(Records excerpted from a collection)
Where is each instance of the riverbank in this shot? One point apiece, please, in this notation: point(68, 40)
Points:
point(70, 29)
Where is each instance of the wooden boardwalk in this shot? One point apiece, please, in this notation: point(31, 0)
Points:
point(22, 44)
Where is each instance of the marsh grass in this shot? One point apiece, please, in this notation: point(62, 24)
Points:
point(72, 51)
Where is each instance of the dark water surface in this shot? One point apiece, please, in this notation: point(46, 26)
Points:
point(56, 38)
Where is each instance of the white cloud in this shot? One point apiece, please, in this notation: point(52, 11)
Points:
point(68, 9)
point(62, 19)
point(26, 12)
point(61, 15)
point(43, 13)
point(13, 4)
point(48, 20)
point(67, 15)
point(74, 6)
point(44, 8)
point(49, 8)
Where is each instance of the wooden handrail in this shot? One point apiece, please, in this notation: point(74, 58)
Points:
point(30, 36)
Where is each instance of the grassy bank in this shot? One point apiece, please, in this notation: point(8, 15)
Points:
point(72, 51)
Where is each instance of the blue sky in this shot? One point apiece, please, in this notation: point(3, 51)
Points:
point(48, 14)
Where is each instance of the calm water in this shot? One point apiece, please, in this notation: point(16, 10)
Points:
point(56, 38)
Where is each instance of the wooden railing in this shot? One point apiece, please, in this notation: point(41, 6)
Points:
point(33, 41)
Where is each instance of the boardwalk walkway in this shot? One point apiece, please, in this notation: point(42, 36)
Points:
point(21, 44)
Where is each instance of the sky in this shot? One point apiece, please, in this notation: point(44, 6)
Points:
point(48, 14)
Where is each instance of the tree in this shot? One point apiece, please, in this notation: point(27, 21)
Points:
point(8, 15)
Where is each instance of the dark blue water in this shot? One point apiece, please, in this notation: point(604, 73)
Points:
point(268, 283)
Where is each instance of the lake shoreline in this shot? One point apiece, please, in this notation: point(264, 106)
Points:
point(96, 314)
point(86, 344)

_Set exercise_
The entries above must be returned in full, exactly as shown.

_Written answer_
Where is each instance of the riverbank in this shot? One point apiece, please, in this notation: point(68, 40)
Points:
point(70, 29)
Where is each instance of the wooden boardwalk in this shot? One point apiece, please, in this notation: point(31, 0)
Points:
point(22, 44)
Where is each instance of the marsh grass in this shot? One point apiece, please, in this notation: point(62, 24)
Points:
point(72, 51)
Where is each instance of the dark water surface in this shot? One point apiece, please, in this notation: point(46, 26)
Points:
point(56, 38)
Where is each instance of the white cloud in this shot? One point apiece, please, in this notation: point(52, 11)
Points:
point(68, 9)
point(62, 19)
point(26, 12)
point(61, 15)
point(43, 13)
point(13, 4)
point(48, 20)
point(67, 15)
point(74, 6)
point(44, 8)
point(49, 8)
Where is each instance of the wooden handrail in this shot? One point apiece, please, in this notation: point(74, 58)
Points:
point(30, 36)
Where is each instance of the grassy bank in this shot? One point apiece, please, in this notation: point(8, 15)
Points:
point(72, 51)
Where is each instance of the blue sky in this shot? One point apiece, please, in this notation: point(3, 51)
Points:
point(48, 14)
Where is each instance of the calm water in this shot? One point apiece, please, in this notation: point(16, 10)
Points:
point(56, 38)
Where is each instance of the wooden railing in this shot? One point apiece, please, in this notation: point(41, 6)
Points:
point(33, 41)
Where is each instance of the boardwalk walkway in this shot? One point apiece, please, in this notation: point(42, 36)
Points:
point(21, 44)
Where is each instance of the sky in this shot? One point apiece, please, in this notation: point(44, 6)
Points:
point(48, 14)
Where is each instance of the tree in this shot? One point apiece, please, in this notation: point(27, 21)
Points:
point(8, 15)
Where is each instance of the dark blue water in this shot? One point apiece, please, in this notation: point(604, 73)
Points:
point(268, 283)
Where is each instance of the lake shoreline in this shot? One point apiece, please, in this notation: point(264, 106)
Points:
point(96, 314)
point(86, 344)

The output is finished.